* START SOURCE DATA *

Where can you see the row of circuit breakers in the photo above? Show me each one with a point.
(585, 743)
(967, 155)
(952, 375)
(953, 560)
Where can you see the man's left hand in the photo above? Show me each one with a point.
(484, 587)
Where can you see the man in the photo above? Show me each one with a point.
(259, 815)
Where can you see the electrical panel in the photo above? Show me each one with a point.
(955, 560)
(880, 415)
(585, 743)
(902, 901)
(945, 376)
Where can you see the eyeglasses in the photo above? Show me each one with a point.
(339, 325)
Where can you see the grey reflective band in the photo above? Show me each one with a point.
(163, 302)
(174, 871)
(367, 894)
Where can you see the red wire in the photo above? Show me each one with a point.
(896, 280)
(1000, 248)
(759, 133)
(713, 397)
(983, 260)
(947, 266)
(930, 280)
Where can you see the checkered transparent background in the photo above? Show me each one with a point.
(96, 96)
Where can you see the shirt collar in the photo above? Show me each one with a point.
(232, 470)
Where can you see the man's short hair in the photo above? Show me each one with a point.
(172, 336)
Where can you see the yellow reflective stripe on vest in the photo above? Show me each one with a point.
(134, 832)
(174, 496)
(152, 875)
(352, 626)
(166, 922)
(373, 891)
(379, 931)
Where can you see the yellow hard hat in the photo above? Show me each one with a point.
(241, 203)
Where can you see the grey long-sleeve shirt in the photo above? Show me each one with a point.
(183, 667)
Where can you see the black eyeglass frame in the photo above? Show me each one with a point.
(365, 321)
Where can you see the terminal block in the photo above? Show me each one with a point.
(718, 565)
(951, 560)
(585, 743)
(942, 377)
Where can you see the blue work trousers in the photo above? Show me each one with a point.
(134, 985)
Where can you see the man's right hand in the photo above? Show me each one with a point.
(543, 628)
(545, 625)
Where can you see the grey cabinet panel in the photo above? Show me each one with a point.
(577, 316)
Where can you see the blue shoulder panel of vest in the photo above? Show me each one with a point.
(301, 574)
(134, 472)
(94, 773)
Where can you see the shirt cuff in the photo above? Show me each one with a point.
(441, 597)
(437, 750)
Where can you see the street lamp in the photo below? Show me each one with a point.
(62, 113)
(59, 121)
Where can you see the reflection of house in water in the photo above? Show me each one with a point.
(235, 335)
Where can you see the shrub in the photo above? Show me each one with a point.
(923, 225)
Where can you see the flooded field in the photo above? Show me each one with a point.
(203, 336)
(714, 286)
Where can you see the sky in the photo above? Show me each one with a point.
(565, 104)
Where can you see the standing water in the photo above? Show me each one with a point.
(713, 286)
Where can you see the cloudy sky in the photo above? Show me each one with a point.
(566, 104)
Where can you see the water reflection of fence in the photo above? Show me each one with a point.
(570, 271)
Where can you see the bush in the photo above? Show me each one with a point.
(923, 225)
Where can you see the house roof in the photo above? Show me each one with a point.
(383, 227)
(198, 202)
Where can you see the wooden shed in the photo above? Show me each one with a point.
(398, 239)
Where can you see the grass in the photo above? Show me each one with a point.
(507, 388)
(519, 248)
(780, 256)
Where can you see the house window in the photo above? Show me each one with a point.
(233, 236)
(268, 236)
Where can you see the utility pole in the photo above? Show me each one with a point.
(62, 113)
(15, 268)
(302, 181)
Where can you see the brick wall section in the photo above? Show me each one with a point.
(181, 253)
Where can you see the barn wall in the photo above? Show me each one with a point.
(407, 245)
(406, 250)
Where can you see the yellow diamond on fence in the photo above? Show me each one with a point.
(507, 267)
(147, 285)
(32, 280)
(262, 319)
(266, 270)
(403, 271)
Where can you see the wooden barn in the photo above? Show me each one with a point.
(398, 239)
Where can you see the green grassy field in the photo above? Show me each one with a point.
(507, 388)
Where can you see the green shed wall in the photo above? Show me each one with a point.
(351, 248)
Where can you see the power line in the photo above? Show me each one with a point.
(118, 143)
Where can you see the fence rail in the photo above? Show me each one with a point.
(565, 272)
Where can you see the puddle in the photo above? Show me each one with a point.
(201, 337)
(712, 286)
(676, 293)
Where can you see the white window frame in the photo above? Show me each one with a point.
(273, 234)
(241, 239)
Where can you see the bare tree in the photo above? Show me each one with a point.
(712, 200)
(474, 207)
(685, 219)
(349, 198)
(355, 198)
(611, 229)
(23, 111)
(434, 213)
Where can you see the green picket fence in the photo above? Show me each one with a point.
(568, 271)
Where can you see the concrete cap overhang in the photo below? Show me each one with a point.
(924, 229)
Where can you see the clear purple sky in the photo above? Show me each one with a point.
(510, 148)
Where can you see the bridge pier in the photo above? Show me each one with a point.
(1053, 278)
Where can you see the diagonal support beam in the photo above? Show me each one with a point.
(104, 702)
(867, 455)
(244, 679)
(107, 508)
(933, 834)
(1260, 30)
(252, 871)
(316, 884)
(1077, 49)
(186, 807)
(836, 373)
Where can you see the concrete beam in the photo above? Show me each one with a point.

* END SOURCE DATA *

▶ _PROBLEM TO WORK ON_
Update the entries above by replacing "Show me each one" with "Mark each one" everywhere it appears. Leave all other text unchanged.

▶ _EXERCISE RESULT_
Where can you see the row of circuit breakers in the photo above? Mark each one with a point.
(585, 743)
(967, 155)
(952, 375)
(953, 560)
Where can you see the man's left hand in the photo above? Mark each one with a point.
(484, 587)
Where can you see the man in the photo above? Mark each one with a point.
(259, 815)
Where can you see the electrical panel in the photo above? Mark each one with a point.
(955, 560)
(880, 415)
(585, 743)
(902, 901)
(945, 376)
Where can you see the eyeglasses in the photo above? Mark each one with a point.
(339, 325)
Where can you see the grey reflective band in the photo above? Mark each one with a point.
(163, 302)
(174, 871)
(367, 894)
Where can you see the red wire in the photo above? Mark each one with a point.
(896, 280)
(1000, 248)
(759, 133)
(713, 397)
(983, 260)
(947, 266)
(930, 280)
Where can you see the checkered transparent background in the photo above? Mark each one with a point.
(96, 96)
Where can you see the shirt collar in the photo above? Mark each one with a point.
(232, 470)
Where can you see the man's short hair in the photo above? Mark each one with a point.
(172, 336)
Where can you see the yellow reflective stripe on vest in the photo above? Mark each one with a point.
(134, 832)
(174, 496)
(152, 875)
(352, 626)
(166, 922)
(373, 891)
(379, 931)
Where can you see the yellow hard hat in the photo above? Mark each one with a point.
(241, 203)
Where can you see the grey long-sleeve shirt in the photo above? Mark each one with a point.
(183, 667)
Where can you see the black eyeglass frame in the photo above? Mark each one with a point.
(365, 321)
Where can you see the terminal block in the photo above? Mark each one with a point.
(718, 565)
(951, 560)
(585, 743)
(942, 377)
Where can you see the blue work trousers in the photo above? Mark each one with a point.
(134, 985)
Where can you see the man's right hand in the photo above? Mark each one with a point.
(543, 628)
(545, 625)
Where can you see the grey cabinet panel in the photo above? Mark each one with a point.
(577, 316)
Where can you see the blue shoulder panel of vest in the photo above? Mark each one with a point.
(301, 574)
(134, 472)
(94, 773)
Where can you see the shirt cuff in the photo above? Mark each one with a point.
(441, 597)
(437, 750)
Where can you see the street lamp in the photo below? Mark each one with a point.
(62, 113)
(59, 121)
Where can you see the reflection of house in water in the photo above? Mark each one with a point.
(235, 335)
Where can you see the shrub in the photo above? Mark each one with a point.
(923, 225)
Where can you see the flooded field in the photo above? Mark each one with a point.
(203, 336)
(714, 286)
Where can you see the sky in the photo above? Mark each one with a point.
(565, 104)
Where can you see the standing water in the photo above? Mark each one with a point.
(713, 286)
Where can you see the cloudy sky in the photo above? Mark each one with a point.
(566, 104)
Where can you see the water reflection of fence in the photo above? Mark each one with a point.
(570, 271)
Where can you see the bush in the photo above? Mark each one with a point.
(923, 225)
Where can you see the house roof in the photo above? Mark each one with a point.
(383, 227)
(198, 202)
Where can you see the wooden shed in the photo above? Mark each one with a point.
(398, 239)
Where can you see the grass in the photo above? Mark each one with a point.
(507, 388)
(519, 248)
(780, 256)
Where can you see the house window in the photo above? Mark each one with a point.
(233, 236)
(268, 236)
Where can you see the utility pole in the photo above? Mark each one with a point.
(62, 113)
(15, 268)
(302, 181)
Where can you see the brick wall section in the photo above? Mark each one with a point.
(181, 253)
Where can you see the barn wall in the photo above? Mark each one with a point.
(407, 245)
(406, 250)
Where can you see the yellow diamond on fence in the photo above? Mark each one with a point.
(507, 267)
(147, 285)
(32, 280)
(262, 319)
(266, 270)
(403, 271)
Where can you see the wooden barn in the photo above? Mark each one with a point.
(398, 239)
Where can you see the green grassy field in the photo above? Mark each one with a point.
(507, 388)
Where can you see the green shed wall in the photo above? Mark each one with a point.
(351, 248)
Where can you see the power line in the photo above? Mark each one with a point.
(118, 143)
Where can you see the fence rail in the photo above? Mark each one with a point.
(565, 272)
Where can you see the puddle in the photo above? Mark each one with a point.
(201, 337)
(712, 286)
(676, 293)
Where can you see the white window frame in the photo above? Mark each one with a point.
(273, 234)
(241, 239)
Where can you see the bare tree in the photo above? Mark each one with a point.
(712, 200)
(474, 207)
(685, 219)
(349, 198)
(355, 198)
(611, 229)
(23, 111)
(434, 213)
Where can you see the green picket fence in the photo above? Mark each one with a point.
(568, 271)
Where can you see the concrete cap overhang in the photo below? Mark each one with a point.
(924, 229)
Where can you see the clear purple sky in the photo above? Mark each one with a point.
(510, 148)
Where can you see the bridge pier in the photo above? Mark each one with a point.
(1053, 278)
Where can you see the diagonal support beam in the photo above? Mark each one with a point.
(104, 702)
(867, 455)
(244, 679)
(107, 508)
(933, 834)
(1260, 30)
(252, 871)
(316, 884)
(1077, 49)
(186, 807)
(836, 373)
Where can you see the concrete beam in the photo above? Mark each one with a point.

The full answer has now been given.